TUGAS LATIHAN:
(a) Dalam teks tentang korupsi, berapa besar kredit yang diajukan si bapak ke bank?
(b) Lanjutkan cerita tentang amplop yang disodorkan di meja kerja bank itu, mulai setelah kalimat terakhirnya.

TEKS HASIL EKSTRAKSI:
Korupsi Temannya Setan

Tuesday, November 5, 2013

Tiba-tiba sebuah amplop disodorkan begitu saja di meja saat saya sedang sibuk mengerjakan spreadsheet untuk menganalisa pengajuan kredit seorang calon debitur.

Eh apa-apaan ini, pikir saya.

“ Ini untuk ibu, makasi udah dibantu bu” kata bapak di hadapan saya.


Beberapa waktu yang lalu si bapak mengajukan kredit sebesar Rp 2 M ke bank tempat saya bekerja dan saya yang mengerjakan paket kreditnya.

“ Wah maaf pak, saya tidak bisa menerimanya” kata saya halus sambil menyerahkan kembali amplop tersebut

“ Ga apa-apa bu, upah capek ibu”

CATATAN YANG DIBERIKAN:
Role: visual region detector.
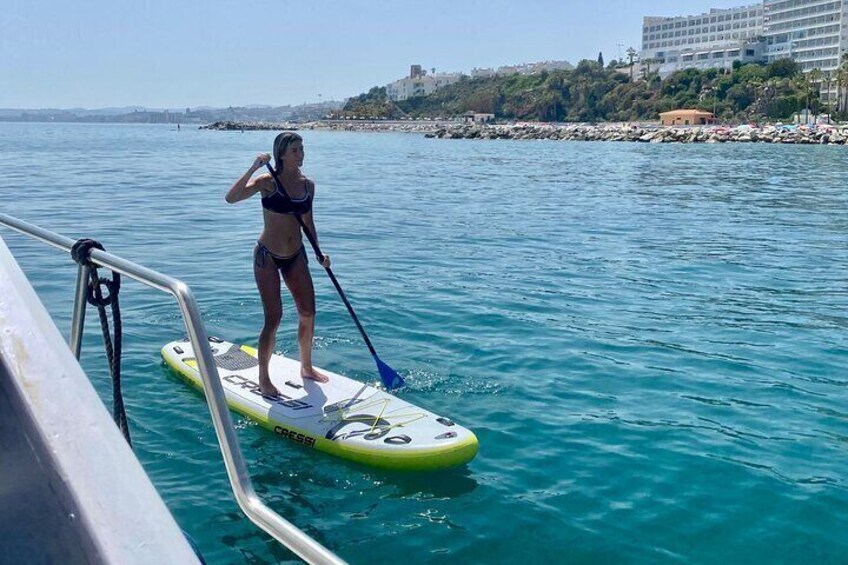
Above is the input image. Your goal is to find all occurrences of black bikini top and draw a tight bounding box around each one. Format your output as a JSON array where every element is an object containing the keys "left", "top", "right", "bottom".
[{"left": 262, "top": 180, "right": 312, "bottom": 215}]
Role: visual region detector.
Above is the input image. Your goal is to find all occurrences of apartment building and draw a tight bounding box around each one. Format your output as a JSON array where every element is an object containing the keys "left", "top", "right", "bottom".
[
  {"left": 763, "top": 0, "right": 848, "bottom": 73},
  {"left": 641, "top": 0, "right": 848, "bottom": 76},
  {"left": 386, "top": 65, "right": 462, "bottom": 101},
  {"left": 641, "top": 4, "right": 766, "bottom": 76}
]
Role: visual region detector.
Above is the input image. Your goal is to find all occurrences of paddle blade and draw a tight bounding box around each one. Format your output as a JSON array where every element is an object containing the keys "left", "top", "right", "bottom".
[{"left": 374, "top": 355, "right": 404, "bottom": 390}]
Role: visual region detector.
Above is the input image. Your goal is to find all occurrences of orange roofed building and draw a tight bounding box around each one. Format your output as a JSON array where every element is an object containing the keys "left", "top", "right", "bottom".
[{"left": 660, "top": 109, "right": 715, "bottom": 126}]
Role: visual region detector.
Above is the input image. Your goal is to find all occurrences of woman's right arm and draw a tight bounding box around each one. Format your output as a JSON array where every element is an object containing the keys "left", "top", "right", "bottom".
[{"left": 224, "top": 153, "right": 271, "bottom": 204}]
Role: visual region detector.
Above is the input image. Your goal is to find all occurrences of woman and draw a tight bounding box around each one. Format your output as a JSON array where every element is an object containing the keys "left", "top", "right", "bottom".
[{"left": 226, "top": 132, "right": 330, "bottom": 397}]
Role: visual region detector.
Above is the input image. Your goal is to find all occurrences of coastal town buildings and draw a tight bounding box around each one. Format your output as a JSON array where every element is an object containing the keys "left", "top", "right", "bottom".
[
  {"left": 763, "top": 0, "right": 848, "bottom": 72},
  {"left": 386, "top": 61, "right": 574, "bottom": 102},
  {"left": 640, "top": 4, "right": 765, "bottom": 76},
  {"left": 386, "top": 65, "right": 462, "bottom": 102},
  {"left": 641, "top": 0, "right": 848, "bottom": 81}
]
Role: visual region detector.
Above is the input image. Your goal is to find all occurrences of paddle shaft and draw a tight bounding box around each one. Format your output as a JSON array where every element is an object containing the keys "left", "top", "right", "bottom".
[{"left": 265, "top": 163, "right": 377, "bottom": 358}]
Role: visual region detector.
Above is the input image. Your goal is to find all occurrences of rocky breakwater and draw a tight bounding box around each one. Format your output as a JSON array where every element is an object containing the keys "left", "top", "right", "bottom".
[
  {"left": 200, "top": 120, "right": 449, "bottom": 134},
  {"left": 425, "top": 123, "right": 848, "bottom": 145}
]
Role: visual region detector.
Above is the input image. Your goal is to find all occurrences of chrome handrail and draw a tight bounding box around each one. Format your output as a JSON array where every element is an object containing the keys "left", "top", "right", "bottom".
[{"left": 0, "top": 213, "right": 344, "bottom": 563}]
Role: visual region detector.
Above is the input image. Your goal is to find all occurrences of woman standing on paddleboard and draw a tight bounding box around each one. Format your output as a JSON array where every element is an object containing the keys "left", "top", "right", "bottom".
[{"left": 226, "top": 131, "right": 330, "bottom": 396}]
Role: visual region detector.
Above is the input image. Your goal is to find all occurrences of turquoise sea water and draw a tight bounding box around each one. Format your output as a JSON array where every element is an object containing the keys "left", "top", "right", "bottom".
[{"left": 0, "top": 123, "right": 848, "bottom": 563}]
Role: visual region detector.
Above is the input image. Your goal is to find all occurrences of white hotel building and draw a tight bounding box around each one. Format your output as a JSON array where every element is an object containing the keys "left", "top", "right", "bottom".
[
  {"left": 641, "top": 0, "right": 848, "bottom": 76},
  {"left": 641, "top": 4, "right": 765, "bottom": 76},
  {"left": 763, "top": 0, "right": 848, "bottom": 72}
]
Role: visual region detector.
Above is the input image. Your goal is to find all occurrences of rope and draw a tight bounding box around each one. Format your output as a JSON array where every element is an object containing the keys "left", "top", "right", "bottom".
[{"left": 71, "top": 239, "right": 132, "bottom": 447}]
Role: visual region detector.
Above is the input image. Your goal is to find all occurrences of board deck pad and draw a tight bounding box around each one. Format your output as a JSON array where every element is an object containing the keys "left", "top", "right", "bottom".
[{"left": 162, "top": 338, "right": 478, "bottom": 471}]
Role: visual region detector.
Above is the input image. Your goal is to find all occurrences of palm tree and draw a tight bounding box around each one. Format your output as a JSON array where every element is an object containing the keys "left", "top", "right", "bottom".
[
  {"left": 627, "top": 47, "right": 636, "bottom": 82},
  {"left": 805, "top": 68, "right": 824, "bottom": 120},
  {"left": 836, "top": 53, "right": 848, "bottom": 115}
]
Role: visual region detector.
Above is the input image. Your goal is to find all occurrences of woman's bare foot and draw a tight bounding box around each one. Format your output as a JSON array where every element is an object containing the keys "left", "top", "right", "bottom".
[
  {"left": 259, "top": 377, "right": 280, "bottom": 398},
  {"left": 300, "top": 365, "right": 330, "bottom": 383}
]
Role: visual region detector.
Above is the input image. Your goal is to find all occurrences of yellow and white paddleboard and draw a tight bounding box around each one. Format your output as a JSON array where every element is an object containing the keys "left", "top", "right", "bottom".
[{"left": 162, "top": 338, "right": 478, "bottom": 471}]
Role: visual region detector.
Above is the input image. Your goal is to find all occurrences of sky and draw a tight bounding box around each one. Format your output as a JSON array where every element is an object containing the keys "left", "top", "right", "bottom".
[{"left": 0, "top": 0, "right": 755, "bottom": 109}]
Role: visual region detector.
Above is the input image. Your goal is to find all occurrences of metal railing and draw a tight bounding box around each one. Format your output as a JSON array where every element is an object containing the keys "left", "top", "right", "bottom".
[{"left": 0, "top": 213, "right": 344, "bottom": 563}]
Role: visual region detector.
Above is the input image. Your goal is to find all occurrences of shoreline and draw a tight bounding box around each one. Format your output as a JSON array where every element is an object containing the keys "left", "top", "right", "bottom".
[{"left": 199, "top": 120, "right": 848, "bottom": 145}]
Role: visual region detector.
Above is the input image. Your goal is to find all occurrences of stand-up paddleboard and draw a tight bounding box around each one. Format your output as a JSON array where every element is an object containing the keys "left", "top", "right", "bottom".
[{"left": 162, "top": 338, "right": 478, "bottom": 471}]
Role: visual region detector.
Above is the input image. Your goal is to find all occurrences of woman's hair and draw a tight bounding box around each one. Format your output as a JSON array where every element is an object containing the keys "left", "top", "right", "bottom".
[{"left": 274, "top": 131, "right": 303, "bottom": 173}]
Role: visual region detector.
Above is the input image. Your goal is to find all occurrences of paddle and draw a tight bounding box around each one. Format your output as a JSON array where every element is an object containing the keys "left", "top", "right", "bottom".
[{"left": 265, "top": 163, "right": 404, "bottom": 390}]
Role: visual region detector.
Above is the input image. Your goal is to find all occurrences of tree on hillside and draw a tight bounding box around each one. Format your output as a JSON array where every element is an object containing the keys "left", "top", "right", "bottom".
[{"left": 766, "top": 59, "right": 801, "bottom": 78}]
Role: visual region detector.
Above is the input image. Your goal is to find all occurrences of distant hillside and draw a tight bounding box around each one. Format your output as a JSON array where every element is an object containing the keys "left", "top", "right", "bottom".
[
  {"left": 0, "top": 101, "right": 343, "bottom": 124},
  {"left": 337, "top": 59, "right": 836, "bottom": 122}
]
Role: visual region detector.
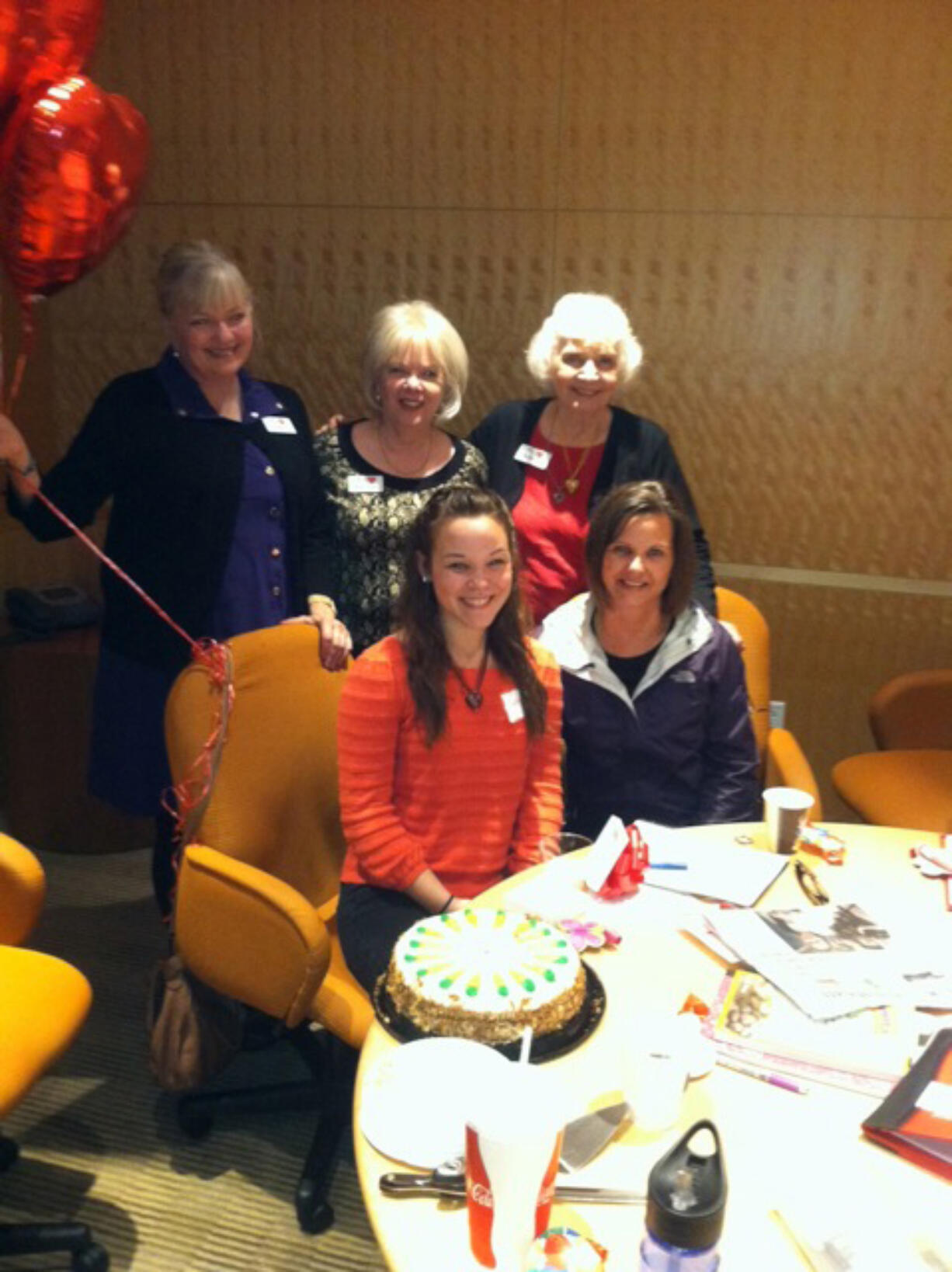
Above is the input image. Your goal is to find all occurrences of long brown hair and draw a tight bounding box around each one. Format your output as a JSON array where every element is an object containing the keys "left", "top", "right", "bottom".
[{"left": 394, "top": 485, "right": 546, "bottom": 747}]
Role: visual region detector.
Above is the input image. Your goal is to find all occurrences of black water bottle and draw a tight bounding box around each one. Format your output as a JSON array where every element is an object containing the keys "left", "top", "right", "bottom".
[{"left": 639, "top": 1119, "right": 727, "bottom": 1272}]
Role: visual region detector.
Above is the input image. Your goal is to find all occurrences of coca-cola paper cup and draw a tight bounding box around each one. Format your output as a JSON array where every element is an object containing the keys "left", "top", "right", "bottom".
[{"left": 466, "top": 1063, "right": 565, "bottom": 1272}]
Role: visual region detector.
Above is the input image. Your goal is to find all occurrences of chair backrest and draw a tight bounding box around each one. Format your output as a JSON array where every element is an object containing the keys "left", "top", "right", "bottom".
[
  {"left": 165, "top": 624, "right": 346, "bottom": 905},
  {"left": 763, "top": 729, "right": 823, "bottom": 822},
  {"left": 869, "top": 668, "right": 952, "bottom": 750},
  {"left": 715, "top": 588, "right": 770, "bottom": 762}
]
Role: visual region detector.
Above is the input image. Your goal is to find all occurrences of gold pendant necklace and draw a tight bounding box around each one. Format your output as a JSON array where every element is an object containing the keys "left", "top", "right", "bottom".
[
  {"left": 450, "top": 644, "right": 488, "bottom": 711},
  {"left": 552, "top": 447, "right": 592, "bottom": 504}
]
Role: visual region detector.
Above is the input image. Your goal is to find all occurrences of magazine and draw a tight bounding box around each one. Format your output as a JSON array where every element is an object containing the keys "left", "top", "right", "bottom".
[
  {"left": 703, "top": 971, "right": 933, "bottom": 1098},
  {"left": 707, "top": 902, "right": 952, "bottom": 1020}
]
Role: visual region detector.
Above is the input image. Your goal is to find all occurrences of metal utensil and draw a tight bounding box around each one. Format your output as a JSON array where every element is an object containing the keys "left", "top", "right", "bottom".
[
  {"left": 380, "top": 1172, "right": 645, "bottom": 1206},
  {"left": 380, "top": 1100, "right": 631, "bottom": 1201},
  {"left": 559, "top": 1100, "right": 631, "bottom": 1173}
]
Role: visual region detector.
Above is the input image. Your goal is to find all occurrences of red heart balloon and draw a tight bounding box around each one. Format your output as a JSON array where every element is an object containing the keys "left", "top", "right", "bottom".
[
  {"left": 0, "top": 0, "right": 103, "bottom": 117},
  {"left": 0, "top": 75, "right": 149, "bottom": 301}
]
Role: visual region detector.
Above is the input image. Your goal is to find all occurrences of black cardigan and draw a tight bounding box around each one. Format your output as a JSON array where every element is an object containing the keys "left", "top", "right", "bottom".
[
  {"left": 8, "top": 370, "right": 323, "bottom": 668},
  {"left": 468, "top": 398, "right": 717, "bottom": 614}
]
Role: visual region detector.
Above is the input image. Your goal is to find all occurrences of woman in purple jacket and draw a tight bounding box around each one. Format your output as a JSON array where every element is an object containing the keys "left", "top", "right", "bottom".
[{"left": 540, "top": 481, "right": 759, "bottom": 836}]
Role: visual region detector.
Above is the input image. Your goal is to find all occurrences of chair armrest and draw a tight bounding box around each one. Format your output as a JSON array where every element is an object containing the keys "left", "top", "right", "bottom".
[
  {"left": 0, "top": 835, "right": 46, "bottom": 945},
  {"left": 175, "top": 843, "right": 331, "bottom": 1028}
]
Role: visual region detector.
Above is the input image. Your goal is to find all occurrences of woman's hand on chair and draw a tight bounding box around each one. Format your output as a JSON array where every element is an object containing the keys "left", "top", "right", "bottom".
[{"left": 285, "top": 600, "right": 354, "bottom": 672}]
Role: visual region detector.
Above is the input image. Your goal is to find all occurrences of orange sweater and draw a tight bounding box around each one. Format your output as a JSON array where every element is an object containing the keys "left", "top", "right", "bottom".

JAWABAN YANG DIHARAPKAN:
(a) Rp 2 M.

(b)
“ Jangan khawatir pak, saya sudah dapat upah capek tiap bulan dari perusahaan “ jawab saya sambil tersenyum

“ Kalau gitu buat gantiin bensin ibu deh” Si bapak tetap keukeuh
“ Saya pakai mobil perusahaan pak, jadi minyaknya ditanggung “ Sambil kembali menyodorkan itu amplop
“ Ya sudah deh bu, ini sebagai ucapan terima kasih saya”  jawabnya belum mau menyerah

“ Kalau bapak mau berterima kasih pada saya, cukup bapak bayar angsuran tepat waktu saja setiap bulan dan jangan nunggak ya pak” Jawab saya tegas

“ Tuh lihat pak, ada CCTV disitu, kalau bapak maksa, ini namanya bapak mau menjerumuskan saya, bisa dipecat saya lho pak nerima yang beginian”

Akhirnya setelah sodor-menyodor amplop beberapa kali, amplop putih itu pun berpindah tempat dari atas meja saya kembali ke kantong si pemberi.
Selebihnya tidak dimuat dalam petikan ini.